[Page excerpt]
Tommy Larkin's Gaelic Athletic Club is a Gaelic Athletic Association club located in the Ballinakill and Woodford areas of County Galway, Ireland which competes in the Galway Senior Hurling Championship.

History
Tommy Larkin's Gaelic Athletic Club was founded in 1968 with the amalgamation of both the Woodford and Ballinakill GAA clubs.

Soon after amalgamation adult hurling flourished with the senior team winning the county title in 1971. However despite the efforts of many tireless workers the club struggled to compete in the late seventies and eighties due in the most part to emigration.

In 1990 the club was relegated to the intermediate ranks, this prompted a renewed commitment to coaching at underage level. Since the nineties the club has been one of the strongest at underage level in the county with several titles at Under 12, Under 14, and Under 16, including two Féile titles.

Name 
The club is named after two local men, both named Thomas Larkin, who played separate yet significant roles in local history.

 Tom Larkin of Gurteeny, Woodford.

In 1886, during a week-long eviction at a premise known as Saunder's Fort in Woodford, Tom stood up to an RIC constable who was roughly treating a young girl and struck him. Tom was subsequently arrested and imprisoned in the overcrowded Kilkenny Gaol where he died of reported neglect in 1887 aged 23.

[Material]

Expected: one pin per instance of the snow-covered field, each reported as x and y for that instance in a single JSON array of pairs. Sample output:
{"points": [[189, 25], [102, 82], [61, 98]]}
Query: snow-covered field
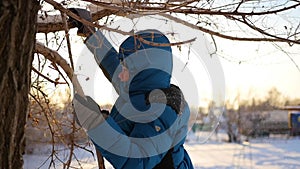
{"points": [[276, 152]]}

[Given problem A]
Answer these questions using the text on Tommy Larkin's Gaelic Athletic Club, one answer per line, each marked to match its question:
(i) In what year was the club founded?
(ii) In what year did the senior team win the county title?
(iii) In which gaol did Tom Larkin of Gurteeny die?
[Given problem B]
From the text on Tommy Larkin's Gaelic Athletic Club, write out the passage from "Soon after amalgamation" up to and including "of Gurteeny, Woodford.".
[Given problem C]
Continue the text on Tommy Larkin's Gaelic Athletic Club from the point where it stops.

[Final result A]
(i) 1968
(ii) 1971
(iii) Kilkenny Gaol

[Final result B]
Soon after amalgamation adult hurling flourished with the senior team winning the county title in 1971. However despite the efforts of many tireless workers the club struggled to compete in the late seventies and eighties due in the most part to emigration.

In 1990 the club was relegated to the intermediate ranks, this prompted a renewed commitment to coaching at underage level. Since the nineties the club has been one of the strongest at underage level in the county with several titles at Under 12, Under 14, and Under 16, including two Féile titles.

Name 
The club is named after two local men, both named Thomas Larkin, who played separate yet significant roles in local history.

 Tom Larkin of Gurteeny, Woodford.

[Final result C]
 Fr. Tom Larkin of Ballinakill.

Thought of locally as one of the most devoted lovers of all that was Irish: games, music and dancing. He fostered hurling in Ballinakill and in all East Galway when he was Chairman. Fr. Larkin played a leading part in G.A.A affairs in Co. Galway in the 1920s and 1930s and it was he who coached the great Tynagh teams which won ten Co. Galway senior championships and supplied the backbone of the Galway team which won the All-Ireland of 1923. He was also the founder of the Ballinakill Céilí Band. He died in 1949 aged 58.

Crest 
The club's current crest was designed by Albert Daniels, Drimkeary in 2004.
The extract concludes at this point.